## Exercise instructions
In the text on pediatric craniosacral therapy below, please say where the treatment of infants and children stood for decades.

Text block START

Benjamin Shield, Ph.D.
Pediatric Craniosacral Therapy
The treatment of infants and children is one of the most important aspects of health care. Pediatric Craniosacral Therapy is foundational to this care. For decades, the treatment of infants and children was relegated behind that of adults. In recent times, practitioners of Pediatric Craniosacral Therapy have proved the importance of this work and have refined its theory and technique.
Why is it so important to treat children? An osteopath recently answered this question with this simple statement: “When we look at a child, we never know who or what that child can be. And when we look at an adult, we never know who or what that individual could have been.”
Life has its challenges, and there may be few challenges greater than the birth process itself. Every birth has its story and even what may appear to be the simplest of births may create significant lifelong impacts on both the child and family.
This is true, as well, for the stages of childhood. Pediatric Craniosacral Therapy utilizes simple and effective therapeutic techniques to help normalize the child’s structure, balance the nervous system, and resolve traumatic issues of the birth and childhood experience.

Text block END
Data block START

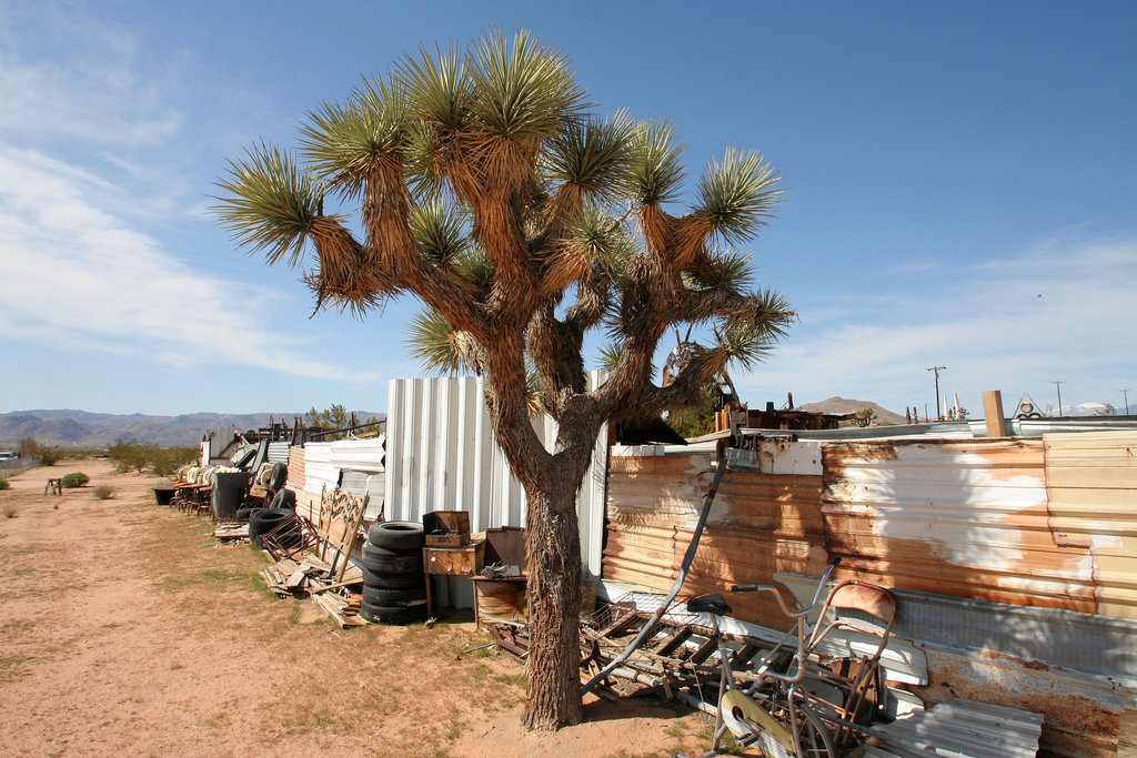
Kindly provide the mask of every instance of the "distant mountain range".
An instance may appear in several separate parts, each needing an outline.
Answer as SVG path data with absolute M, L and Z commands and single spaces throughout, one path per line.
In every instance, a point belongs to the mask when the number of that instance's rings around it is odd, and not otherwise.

Data block END

## Solution
It was relegated behind the treatment of adults.